(Saved entries)

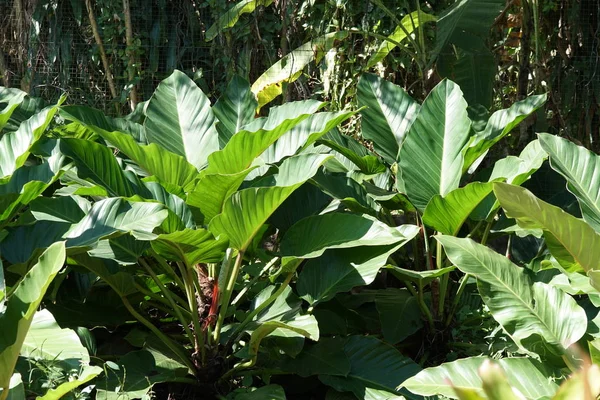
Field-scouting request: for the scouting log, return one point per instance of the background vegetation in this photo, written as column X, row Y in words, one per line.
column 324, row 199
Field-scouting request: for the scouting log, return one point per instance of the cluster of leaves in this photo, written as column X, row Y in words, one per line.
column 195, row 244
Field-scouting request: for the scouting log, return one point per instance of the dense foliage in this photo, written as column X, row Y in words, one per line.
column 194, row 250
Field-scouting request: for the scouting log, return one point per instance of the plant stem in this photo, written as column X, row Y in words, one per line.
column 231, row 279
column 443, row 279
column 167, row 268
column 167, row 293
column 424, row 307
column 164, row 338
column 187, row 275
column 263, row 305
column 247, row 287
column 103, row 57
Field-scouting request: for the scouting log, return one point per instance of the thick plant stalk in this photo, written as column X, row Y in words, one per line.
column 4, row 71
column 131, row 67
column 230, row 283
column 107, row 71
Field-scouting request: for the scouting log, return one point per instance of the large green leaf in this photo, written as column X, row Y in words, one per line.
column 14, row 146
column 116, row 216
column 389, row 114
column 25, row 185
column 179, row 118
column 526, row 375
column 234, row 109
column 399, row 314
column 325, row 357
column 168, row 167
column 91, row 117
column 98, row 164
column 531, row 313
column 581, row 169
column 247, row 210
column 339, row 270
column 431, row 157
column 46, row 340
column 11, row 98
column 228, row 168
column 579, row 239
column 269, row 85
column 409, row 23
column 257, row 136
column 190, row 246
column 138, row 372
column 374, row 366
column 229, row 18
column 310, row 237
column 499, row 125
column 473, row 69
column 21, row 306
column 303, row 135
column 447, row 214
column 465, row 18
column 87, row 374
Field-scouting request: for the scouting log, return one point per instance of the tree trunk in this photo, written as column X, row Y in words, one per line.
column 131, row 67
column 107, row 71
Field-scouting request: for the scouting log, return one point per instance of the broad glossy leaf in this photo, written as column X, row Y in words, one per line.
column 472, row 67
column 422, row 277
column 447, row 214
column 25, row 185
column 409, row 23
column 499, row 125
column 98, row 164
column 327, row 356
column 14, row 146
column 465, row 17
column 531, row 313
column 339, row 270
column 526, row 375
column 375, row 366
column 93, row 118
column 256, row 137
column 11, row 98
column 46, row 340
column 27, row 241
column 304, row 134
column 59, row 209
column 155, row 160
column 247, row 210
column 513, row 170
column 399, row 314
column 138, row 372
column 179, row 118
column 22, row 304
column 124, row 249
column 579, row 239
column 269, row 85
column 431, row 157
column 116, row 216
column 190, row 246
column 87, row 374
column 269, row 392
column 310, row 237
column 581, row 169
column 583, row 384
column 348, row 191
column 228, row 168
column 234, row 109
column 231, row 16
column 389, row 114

#### Work request:
Output all the records, word for word, with no pictures in the copy.

#### Written answer:
Field-scouting request: for the scouting log, return one point per instance of the background vegetation in this photo, written as column X, row Y in words, one per line.
column 324, row 199
Field-scouting request: for the scouting log, return one point per instance of the cluster of leaves in this photo, written as column X, row Y in words, one per line.
column 195, row 244
Field-scouting request: for the scouting log, return one point per instance of the dense foliage in this photo, written as column X, row Y in words, one per line.
column 194, row 250
Field-scouting request: for the scouting log, return one point per instance of the plant stem in this photo, written as column X, row Y in words, one per line.
column 231, row 279
column 443, row 279
column 167, row 268
column 167, row 293
column 424, row 307
column 164, row 338
column 187, row 275
column 263, row 305
column 247, row 287
column 103, row 57
Field-scouting request: for the scouting log, return one point per instance of the thick plant stalk in this photo, written as column X, row Y in words, one per line.
column 4, row 71
column 131, row 67
column 230, row 283
column 107, row 71
Field-scouting request: for the scouting log, return one point per instance of the large green leaf in this photo, written as column X, row Y in words, one per line.
column 14, row 146
column 116, row 216
column 389, row 114
column 25, row 185
column 179, row 118
column 526, row 375
column 234, row 109
column 399, row 314
column 325, row 357
column 168, row 167
column 91, row 117
column 98, row 164
column 531, row 313
column 581, row 169
column 247, row 210
column 339, row 270
column 431, row 157
column 46, row 340
column 11, row 98
column 228, row 168
column 579, row 239
column 269, row 85
column 409, row 23
column 257, row 136
column 190, row 246
column 138, row 372
column 374, row 366
column 229, row 18
column 310, row 237
column 499, row 125
column 473, row 69
column 21, row 306
column 303, row 135
column 447, row 214
column 465, row 18
column 87, row 374
Field-scouting request: for the scouting log, return one point per instance of the tree trunk in this photo, written as column X, row Y in words, one per line.
column 131, row 67
column 107, row 71
Field-scouting request: for the scouting log, return one point per instance of the broad glossy leaf in this photo, written as column X, row Y in words, one per line.
column 472, row 67
column 422, row 277
column 447, row 214
column 25, row 185
column 409, row 23
column 499, row 125
column 98, row 164
column 327, row 356
column 14, row 146
column 465, row 17
column 531, row 313
column 339, row 270
column 526, row 375
column 375, row 366
column 93, row 118
column 256, row 137
column 11, row 98
column 46, row 340
column 27, row 241
column 304, row 134
column 59, row 209
column 155, row 160
column 247, row 210
column 513, row 170
column 399, row 314
column 138, row 372
column 179, row 118
column 22, row 304
column 124, row 249
column 579, row 239
column 269, row 85
column 431, row 157
column 116, row 216
column 190, row 246
column 87, row 374
column 269, row 392
column 310, row 237
column 581, row 169
column 583, row 384
column 348, row 191
column 228, row 168
column 234, row 109
column 231, row 16
column 389, row 114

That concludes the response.